BEGIN Data supplied
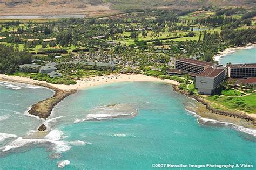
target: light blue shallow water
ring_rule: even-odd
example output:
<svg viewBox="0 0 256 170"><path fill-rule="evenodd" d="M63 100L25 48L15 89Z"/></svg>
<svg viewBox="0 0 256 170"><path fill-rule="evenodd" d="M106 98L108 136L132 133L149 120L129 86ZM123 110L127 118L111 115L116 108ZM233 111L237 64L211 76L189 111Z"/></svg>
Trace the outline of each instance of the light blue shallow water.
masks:
<svg viewBox="0 0 256 170"><path fill-rule="evenodd" d="M11 104L17 93L27 94L34 102L51 94L43 88L15 90L5 87L0 87L0 93L2 99L3 93L9 95L5 102ZM25 108L32 103L29 100L25 103L15 102ZM58 162L64 160L70 162L64 167L66 169L147 169L157 163L245 163L256 166L255 136L213 121L212 126L199 124L184 108L188 103L196 103L174 92L171 86L161 83L120 83L80 90L59 103L49 121L44 122L51 131L45 137L5 138L0 146L0 169L57 169ZM104 107L113 104L127 106L127 112L138 109L138 115L82 122L88 114L99 118L113 111ZM43 122L21 115L32 118L24 120L29 124ZM7 120L0 122L1 125L8 125ZM17 122L15 116L9 121ZM16 130L2 128L0 132L25 138L23 134L29 131ZM256 135L255 131L253 134Z"/></svg>
<svg viewBox="0 0 256 170"><path fill-rule="evenodd" d="M256 63L256 47L238 50L220 59L220 64L226 65L229 62L232 64Z"/></svg>

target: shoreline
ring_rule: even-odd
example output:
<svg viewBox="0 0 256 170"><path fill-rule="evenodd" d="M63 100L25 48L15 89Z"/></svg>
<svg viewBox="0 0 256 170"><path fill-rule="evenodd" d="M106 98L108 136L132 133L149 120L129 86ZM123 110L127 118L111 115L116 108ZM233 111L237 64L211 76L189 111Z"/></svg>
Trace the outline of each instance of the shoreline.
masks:
<svg viewBox="0 0 256 170"><path fill-rule="evenodd" d="M74 85L54 84L48 83L44 81L39 81L28 77L21 77L14 76L8 76L0 74L0 81L23 83L32 85L42 86L53 90L55 93L50 98L33 104L31 109L28 111L30 114L38 116L45 119L51 115L52 109L58 103L61 102L67 96L74 94L78 90L82 90L87 88L100 85L111 84L113 83L124 82L158 82L169 83L173 85L173 90L181 94L185 94L187 97L197 100L199 103L205 105L206 109L210 112L221 115L227 117L236 117L251 121L254 126L256 126L256 114L242 114L241 112L231 112L231 111L217 110L212 108L207 102L204 100L191 96L186 91L178 89L179 83L174 80L161 80L158 78L151 77L142 74L113 74L103 76L92 77L77 81L77 83ZM57 98L56 98L57 97ZM49 103L49 101L54 99L54 102ZM45 107L46 104L47 107Z"/></svg>
<svg viewBox="0 0 256 170"><path fill-rule="evenodd" d="M219 51L217 54L213 56L213 60L219 63L220 59L228 54L235 52L240 49L250 49L256 47L256 44L250 43L241 47L232 47L226 48L223 51Z"/></svg>
<svg viewBox="0 0 256 170"><path fill-rule="evenodd" d="M174 80L161 80L142 74L116 74L92 77L78 80L77 83L73 85L51 84L45 81L39 81L28 77L3 74L0 74L0 81L41 86L53 90L55 93L52 97L33 104L30 109L28 111L29 114L44 119L46 119L51 115L54 107L65 98L76 93L78 90L84 89L90 87L117 82L144 81L165 82L172 85L179 84L179 83ZM44 126L44 125L42 124L40 127L42 127L42 126ZM43 128L43 130L45 130L45 129Z"/></svg>
<svg viewBox="0 0 256 170"><path fill-rule="evenodd" d="M91 77L89 78L77 80L76 80L77 82L77 84L71 85L51 84L48 83L46 81L35 80L28 77L9 76L4 74L0 74L0 80L1 80L1 79L9 80L13 82L30 84L32 85L35 85L35 83L38 83L39 84L43 83L64 90L82 90L90 87L124 82L159 82L167 83L172 85L180 84L179 82L175 80L167 79L161 80L158 78L138 74L119 74L102 76Z"/></svg>
<svg viewBox="0 0 256 170"><path fill-rule="evenodd" d="M212 108L211 106L210 103L209 103L208 101L205 100L205 99L197 95L191 95L188 94L187 91L185 91L184 90L179 89L178 88L177 86L173 86L173 90L177 93L185 95L186 96L187 96L187 97L191 98L196 100L198 102L205 105L207 110L208 110L212 113L218 114L220 115L223 115L225 116L228 116L228 117L231 117L233 118L238 118L240 119L245 119L247 122L251 122L252 125L253 125L254 127L256 127L256 117L255 117L256 115L254 114L247 114L247 113L243 113L241 111L235 112L235 111L220 110L216 109L215 108Z"/></svg>

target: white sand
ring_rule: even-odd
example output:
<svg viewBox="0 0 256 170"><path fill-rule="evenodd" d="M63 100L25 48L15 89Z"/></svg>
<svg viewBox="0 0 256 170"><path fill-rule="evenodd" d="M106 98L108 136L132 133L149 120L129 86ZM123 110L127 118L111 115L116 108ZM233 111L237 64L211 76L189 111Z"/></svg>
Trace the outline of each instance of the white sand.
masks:
<svg viewBox="0 0 256 170"><path fill-rule="evenodd" d="M256 44L248 44L245 45L245 46L242 46L242 47L232 47L232 48L227 48L225 49L224 51L219 52L218 54L213 56L213 59L214 61L219 61L221 57L224 56L228 54L233 53L237 50L245 49L250 49L254 47L256 47Z"/></svg>
<svg viewBox="0 0 256 170"><path fill-rule="evenodd" d="M63 85L63 84L53 84L47 83L45 81L39 81L35 80L32 79L27 77L22 77L15 76L9 76L4 74L0 74L0 81L1 78L9 79L15 81L21 81L23 83L28 84L34 84L36 83L44 83L60 89L71 90L71 89L83 89L90 87L95 86L110 84L113 83L122 82L159 82L170 83L174 85L179 85L180 83L174 80L168 79L161 80L151 76L148 76L142 74L113 74L107 76L96 76L90 78L77 80L77 83L74 85ZM112 79L111 79L112 78ZM249 116L256 118L256 114L247 114Z"/></svg>
<svg viewBox="0 0 256 170"><path fill-rule="evenodd" d="M74 85L53 84L47 83L45 81L39 81L30 78L22 77L15 76L8 76L4 74L0 74L0 79L1 78L11 79L14 81L22 81L24 83L32 84L35 83L44 83L63 90L71 90L76 89L82 89L89 87L122 82L152 81L165 82L174 85L179 84L179 82L174 80L171 80L168 79L161 80L158 78L148 76L145 75L136 74L112 74L103 76L92 77L90 78L77 80L77 83Z"/></svg>

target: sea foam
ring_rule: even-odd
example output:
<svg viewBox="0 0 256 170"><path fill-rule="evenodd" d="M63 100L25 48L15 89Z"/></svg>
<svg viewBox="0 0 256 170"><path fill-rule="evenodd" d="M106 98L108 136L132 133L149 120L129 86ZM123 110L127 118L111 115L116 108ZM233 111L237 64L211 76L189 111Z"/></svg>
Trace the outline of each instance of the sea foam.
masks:
<svg viewBox="0 0 256 170"><path fill-rule="evenodd" d="M10 117L10 115L5 115L3 116L0 116L0 121L8 119L9 117Z"/></svg>
<svg viewBox="0 0 256 170"><path fill-rule="evenodd" d="M228 126L234 129L234 130L249 134L250 135L256 136L256 129L252 128L245 128L241 126L239 126L233 124L232 123L221 122L215 119L212 119L210 118L203 118L201 116L197 115L196 112L185 109L187 113L193 115L194 117L197 118L198 122L199 124L203 125L216 125L222 126Z"/></svg>
<svg viewBox="0 0 256 170"><path fill-rule="evenodd" d="M66 165L69 165L70 164L70 162L68 160L63 160L58 162L58 167L59 168L64 168Z"/></svg>

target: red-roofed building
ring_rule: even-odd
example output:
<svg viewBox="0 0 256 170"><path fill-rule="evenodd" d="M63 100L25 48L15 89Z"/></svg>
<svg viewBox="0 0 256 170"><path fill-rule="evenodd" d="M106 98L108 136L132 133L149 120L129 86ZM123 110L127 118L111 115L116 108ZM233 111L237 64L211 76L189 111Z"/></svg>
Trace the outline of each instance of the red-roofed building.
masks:
<svg viewBox="0 0 256 170"><path fill-rule="evenodd" d="M225 76L225 69L207 68L196 76L196 88L199 94L212 95Z"/></svg>
<svg viewBox="0 0 256 170"><path fill-rule="evenodd" d="M228 77L247 78L256 77L256 63L227 65Z"/></svg>
<svg viewBox="0 0 256 170"><path fill-rule="evenodd" d="M199 74L214 63L196 59L184 58L175 61L175 69L180 70L188 73Z"/></svg>

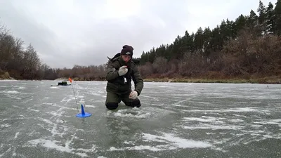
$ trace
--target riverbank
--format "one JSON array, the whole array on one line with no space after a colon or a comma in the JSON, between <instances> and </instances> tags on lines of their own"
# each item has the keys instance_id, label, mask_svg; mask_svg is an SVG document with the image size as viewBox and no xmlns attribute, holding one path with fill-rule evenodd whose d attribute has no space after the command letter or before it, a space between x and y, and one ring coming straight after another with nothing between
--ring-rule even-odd
<instances>
[{"instance_id":1,"label":"riverbank","mask_svg":"<svg viewBox=\"0 0 281 158\"><path fill-rule=\"evenodd\" d=\"M73 81L105 81L105 79L85 80L77 77L72 78ZM0 75L0 80L15 80L8 74ZM24 80L24 79L22 79ZM44 80L44 79L42 79ZM68 80L68 78L59 78L53 81ZM281 75L265 77L251 77L249 79L243 78L228 78L228 79L204 79L204 78L148 78L144 79L145 82L181 82L181 83L228 83L228 84L280 84Z\"/></svg>"},{"instance_id":2,"label":"riverbank","mask_svg":"<svg viewBox=\"0 0 281 158\"><path fill-rule=\"evenodd\" d=\"M146 82L185 82L185 83L228 83L228 84L281 84L281 77L270 77L253 79L196 79L196 78L150 78L143 79Z\"/></svg>"}]
</instances>

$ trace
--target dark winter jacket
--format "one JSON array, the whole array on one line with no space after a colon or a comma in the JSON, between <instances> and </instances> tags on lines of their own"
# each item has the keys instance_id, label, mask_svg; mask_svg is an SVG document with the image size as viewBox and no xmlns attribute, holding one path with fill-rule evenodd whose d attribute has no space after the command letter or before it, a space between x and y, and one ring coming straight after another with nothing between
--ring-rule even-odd
<instances>
[{"instance_id":1,"label":"dark winter jacket","mask_svg":"<svg viewBox=\"0 0 281 158\"><path fill-rule=\"evenodd\" d=\"M128 94L131 91L131 79L133 79L135 84L135 91L138 92L138 96L139 96L143 88L143 80L134 60L131 60L126 64L118 53L112 59L109 59L106 74L106 80L107 81L107 91L119 94ZM127 66L128 72L125 75L120 77L118 74L118 70L123 65ZM124 83L124 77L126 77L126 83Z\"/></svg>"}]
</instances>

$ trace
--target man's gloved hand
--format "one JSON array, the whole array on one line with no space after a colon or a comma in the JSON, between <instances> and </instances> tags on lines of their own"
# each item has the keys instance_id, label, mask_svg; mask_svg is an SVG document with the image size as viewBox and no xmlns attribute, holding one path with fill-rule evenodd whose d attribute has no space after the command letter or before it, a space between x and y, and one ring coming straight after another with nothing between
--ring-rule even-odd
<instances>
[{"instance_id":1,"label":"man's gloved hand","mask_svg":"<svg viewBox=\"0 0 281 158\"><path fill-rule=\"evenodd\" d=\"M138 96L138 92L133 91L131 92L130 95L129 96L129 98L136 99L137 96Z\"/></svg>"},{"instance_id":2,"label":"man's gloved hand","mask_svg":"<svg viewBox=\"0 0 281 158\"><path fill-rule=\"evenodd\" d=\"M128 72L127 66L124 65L124 66L122 66L122 67L119 69L119 70L118 70L118 74L119 74L119 76L123 76L123 75L124 75L126 73L127 73L127 72Z\"/></svg>"}]
</instances>

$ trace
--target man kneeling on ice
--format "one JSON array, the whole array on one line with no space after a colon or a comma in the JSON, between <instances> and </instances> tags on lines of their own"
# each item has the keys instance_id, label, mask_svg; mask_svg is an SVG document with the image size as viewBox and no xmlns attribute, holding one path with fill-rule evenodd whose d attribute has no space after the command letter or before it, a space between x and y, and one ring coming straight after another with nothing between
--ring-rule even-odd
<instances>
[{"instance_id":1,"label":"man kneeling on ice","mask_svg":"<svg viewBox=\"0 0 281 158\"><path fill-rule=\"evenodd\" d=\"M106 107L115 110L118 103L123 101L130 107L140 106L137 98L143 90L143 80L136 67L138 61L133 59L133 47L125 45L121 53L115 55L107 63L106 80ZM135 84L135 90L131 91L131 79Z\"/></svg>"}]
</instances>

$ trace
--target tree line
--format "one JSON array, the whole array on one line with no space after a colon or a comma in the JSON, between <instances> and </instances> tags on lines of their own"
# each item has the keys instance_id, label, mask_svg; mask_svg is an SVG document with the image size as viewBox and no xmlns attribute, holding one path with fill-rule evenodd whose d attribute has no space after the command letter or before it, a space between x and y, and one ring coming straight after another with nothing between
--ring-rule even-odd
<instances>
[{"instance_id":1,"label":"tree line","mask_svg":"<svg viewBox=\"0 0 281 158\"><path fill-rule=\"evenodd\" d=\"M213 29L185 31L172 44L143 52L138 70L143 78L250 78L281 72L281 0L266 6L261 1L256 13L223 20ZM52 68L41 63L30 44L0 25L0 75L17 79L105 80L107 63L72 68ZM1 77L1 76L0 76Z\"/></svg>"}]
</instances>

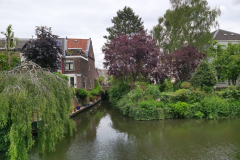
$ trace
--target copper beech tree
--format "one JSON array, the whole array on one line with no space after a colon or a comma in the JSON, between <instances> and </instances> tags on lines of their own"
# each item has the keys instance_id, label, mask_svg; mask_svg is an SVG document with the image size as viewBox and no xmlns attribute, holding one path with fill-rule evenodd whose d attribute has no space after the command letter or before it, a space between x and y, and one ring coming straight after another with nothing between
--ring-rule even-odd
<instances>
[{"instance_id":1,"label":"copper beech tree","mask_svg":"<svg viewBox=\"0 0 240 160\"><path fill-rule=\"evenodd\" d=\"M142 75L152 76L159 61L159 49L155 40L142 30L131 37L118 34L102 48L104 67L115 78L130 76L133 81Z\"/></svg>"},{"instance_id":2,"label":"copper beech tree","mask_svg":"<svg viewBox=\"0 0 240 160\"><path fill-rule=\"evenodd\" d=\"M188 81L205 54L196 47L186 45L171 54L161 54L161 70L175 80Z\"/></svg>"}]
</instances>

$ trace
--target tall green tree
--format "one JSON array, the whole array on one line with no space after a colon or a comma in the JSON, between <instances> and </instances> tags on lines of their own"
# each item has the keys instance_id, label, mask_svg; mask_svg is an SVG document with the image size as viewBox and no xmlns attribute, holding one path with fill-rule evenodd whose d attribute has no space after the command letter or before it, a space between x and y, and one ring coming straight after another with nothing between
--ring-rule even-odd
<instances>
[{"instance_id":1,"label":"tall green tree","mask_svg":"<svg viewBox=\"0 0 240 160\"><path fill-rule=\"evenodd\" d=\"M37 26L37 39L29 40L22 48L24 57L43 68L58 69L62 49L58 46L57 35L52 34L51 27Z\"/></svg>"},{"instance_id":2,"label":"tall green tree","mask_svg":"<svg viewBox=\"0 0 240 160\"><path fill-rule=\"evenodd\" d=\"M107 28L109 35L103 36L107 40L112 40L119 33L132 36L144 29L142 19L135 15L132 8L125 6L123 10L117 12L117 16L112 19L113 26Z\"/></svg>"},{"instance_id":3,"label":"tall green tree","mask_svg":"<svg viewBox=\"0 0 240 160\"><path fill-rule=\"evenodd\" d=\"M208 62L202 61L198 65L192 75L191 84L194 87L201 87L201 89L203 86L214 86L217 84L215 73Z\"/></svg>"},{"instance_id":4,"label":"tall green tree","mask_svg":"<svg viewBox=\"0 0 240 160\"><path fill-rule=\"evenodd\" d=\"M6 32L1 32L1 34L3 34L6 37L6 51L7 51L7 62L9 64L9 66L11 66L11 51L12 48L15 46L14 42L13 42L13 38L14 38L14 32L12 29L12 25L10 24L7 29Z\"/></svg>"},{"instance_id":5,"label":"tall green tree","mask_svg":"<svg viewBox=\"0 0 240 160\"><path fill-rule=\"evenodd\" d=\"M203 51L212 39L211 27L218 26L220 9L211 9L207 0L170 0L170 3L171 9L151 31L159 48L172 53L187 43Z\"/></svg>"},{"instance_id":6,"label":"tall green tree","mask_svg":"<svg viewBox=\"0 0 240 160\"><path fill-rule=\"evenodd\" d=\"M69 119L72 101L66 80L29 61L10 71L0 72L0 144L11 160L28 159L35 141L32 122L36 121L40 152L54 151L57 142L72 134Z\"/></svg>"},{"instance_id":7,"label":"tall green tree","mask_svg":"<svg viewBox=\"0 0 240 160\"><path fill-rule=\"evenodd\" d=\"M221 81L232 80L236 85L240 75L240 43L228 43L227 46L213 43L210 47L210 54L213 56L213 65L220 76Z\"/></svg>"}]
</instances>

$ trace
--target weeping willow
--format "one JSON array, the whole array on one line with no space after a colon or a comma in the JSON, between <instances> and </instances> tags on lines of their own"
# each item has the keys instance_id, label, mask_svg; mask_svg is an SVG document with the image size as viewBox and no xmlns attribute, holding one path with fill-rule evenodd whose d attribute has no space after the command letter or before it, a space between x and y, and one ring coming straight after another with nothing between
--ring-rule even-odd
<instances>
[{"instance_id":1,"label":"weeping willow","mask_svg":"<svg viewBox=\"0 0 240 160\"><path fill-rule=\"evenodd\" d=\"M54 151L57 142L72 135L71 100L66 81L33 62L0 72L0 129L11 124L5 136L10 141L9 158L28 158L34 121L42 153Z\"/></svg>"}]
</instances>

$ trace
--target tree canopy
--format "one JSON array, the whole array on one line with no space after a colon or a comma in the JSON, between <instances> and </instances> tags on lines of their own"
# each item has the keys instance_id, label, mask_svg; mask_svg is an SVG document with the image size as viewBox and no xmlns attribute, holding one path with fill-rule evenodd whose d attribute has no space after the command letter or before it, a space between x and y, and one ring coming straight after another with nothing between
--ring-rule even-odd
<instances>
[{"instance_id":1,"label":"tree canopy","mask_svg":"<svg viewBox=\"0 0 240 160\"><path fill-rule=\"evenodd\" d=\"M8 128L11 160L27 159L34 145L32 122L37 123L40 152L54 151L65 134L72 134L69 119L72 91L66 80L33 62L0 72L0 130Z\"/></svg>"},{"instance_id":2,"label":"tree canopy","mask_svg":"<svg viewBox=\"0 0 240 160\"><path fill-rule=\"evenodd\" d=\"M220 8L211 9L206 0L170 0L170 3L171 9L152 30L158 46L172 53L187 43L203 51L212 39L211 27L218 26Z\"/></svg>"},{"instance_id":3,"label":"tree canopy","mask_svg":"<svg viewBox=\"0 0 240 160\"><path fill-rule=\"evenodd\" d=\"M62 55L62 49L56 41L58 36L53 35L51 27L46 26L37 26L35 35L37 39L31 39L23 46L23 56L43 68L58 69Z\"/></svg>"},{"instance_id":4,"label":"tree canopy","mask_svg":"<svg viewBox=\"0 0 240 160\"><path fill-rule=\"evenodd\" d=\"M160 69L165 70L167 75L176 80L188 81L204 57L205 54L187 45L171 54L162 54Z\"/></svg>"},{"instance_id":5,"label":"tree canopy","mask_svg":"<svg viewBox=\"0 0 240 160\"><path fill-rule=\"evenodd\" d=\"M203 88L203 86L214 86L216 83L215 74L209 63L202 61L192 75L192 86Z\"/></svg>"},{"instance_id":6,"label":"tree canopy","mask_svg":"<svg viewBox=\"0 0 240 160\"><path fill-rule=\"evenodd\" d=\"M11 53L10 51L12 50L12 48L15 46L14 42L13 42L13 38L14 38L14 32L12 31L12 25L10 24L7 29L6 32L1 32L1 34L3 34L6 37L6 51L7 51L7 62L8 65L11 66Z\"/></svg>"},{"instance_id":7,"label":"tree canopy","mask_svg":"<svg viewBox=\"0 0 240 160\"><path fill-rule=\"evenodd\" d=\"M7 27L6 32L1 32L1 34L6 37L6 46L5 51L0 52L0 70L7 70L20 62L20 58L17 57L16 50L14 49L16 47L14 40L17 41L17 38L14 39L11 24ZM0 46L4 47L2 44Z\"/></svg>"},{"instance_id":8,"label":"tree canopy","mask_svg":"<svg viewBox=\"0 0 240 160\"><path fill-rule=\"evenodd\" d=\"M104 36L107 40L117 37L117 34L124 33L131 36L134 33L144 29L142 19L135 15L132 8L125 6L123 10L117 12L117 16L113 17L113 26L107 28L109 35Z\"/></svg>"},{"instance_id":9,"label":"tree canopy","mask_svg":"<svg viewBox=\"0 0 240 160\"><path fill-rule=\"evenodd\" d=\"M115 78L129 75L133 81L136 81L139 75L147 77L152 74L159 60L159 49L155 47L155 40L144 30L132 37L118 34L102 51L106 60L104 67L108 67L109 75Z\"/></svg>"},{"instance_id":10,"label":"tree canopy","mask_svg":"<svg viewBox=\"0 0 240 160\"><path fill-rule=\"evenodd\" d=\"M217 75L220 80L232 80L232 84L236 85L236 80L240 75L240 43L228 43L227 46L213 43L209 48Z\"/></svg>"}]
</instances>

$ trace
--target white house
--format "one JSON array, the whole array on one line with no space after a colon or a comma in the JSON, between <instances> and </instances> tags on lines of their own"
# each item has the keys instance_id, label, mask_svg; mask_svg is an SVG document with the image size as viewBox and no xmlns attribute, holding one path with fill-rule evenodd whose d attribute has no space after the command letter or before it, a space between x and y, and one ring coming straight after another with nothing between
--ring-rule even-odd
<instances>
[{"instance_id":1,"label":"white house","mask_svg":"<svg viewBox=\"0 0 240 160\"><path fill-rule=\"evenodd\" d=\"M240 34L239 33L234 33L222 29L218 29L214 32L213 34L213 39L218 41L220 45L226 45L228 43L238 43L240 41ZM212 62L212 58L209 59L209 62ZM219 79L220 77L217 77ZM240 76L237 79L236 85L240 84ZM228 87L229 85L232 85L232 81L230 79L224 81L224 82L218 82L216 87L217 88L223 88L223 87Z\"/></svg>"}]
</instances>

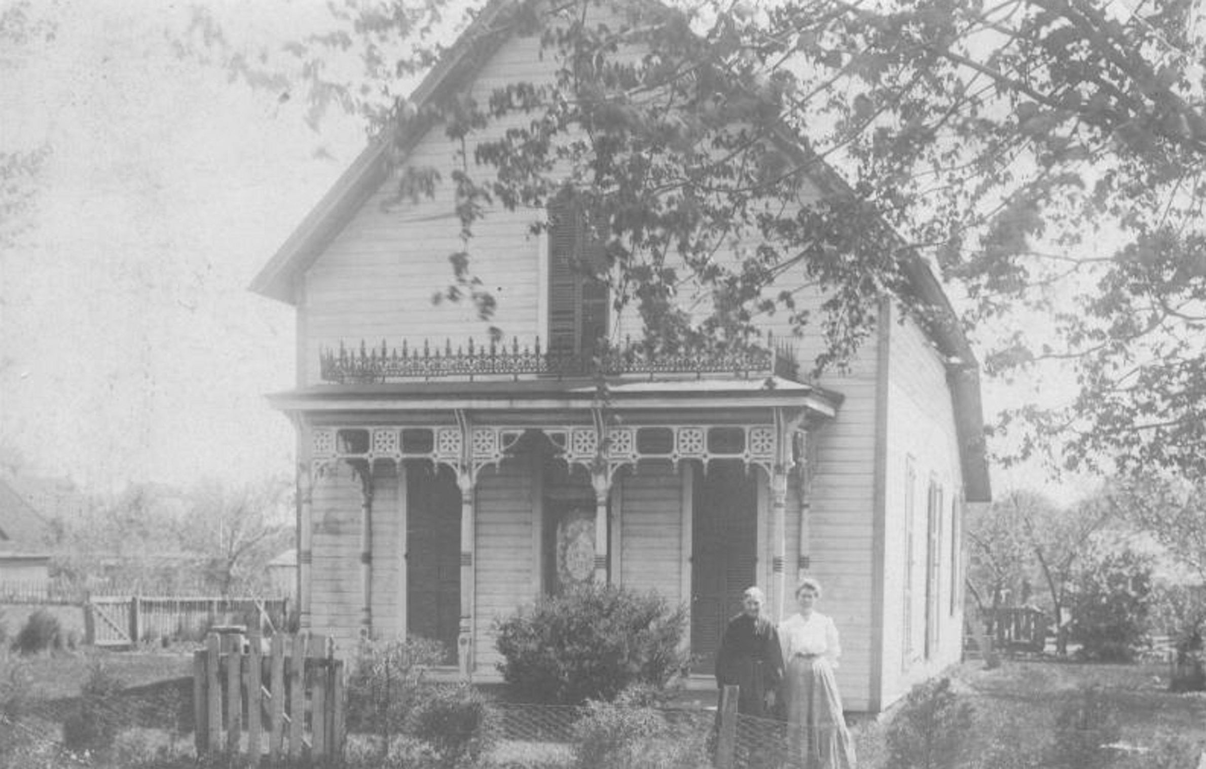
END Data supplied
What is expected:
Return every line of the records above that contains the word "shoreline".

Output below:
target: shoreline
Trace the outline of each instance of the shoreline.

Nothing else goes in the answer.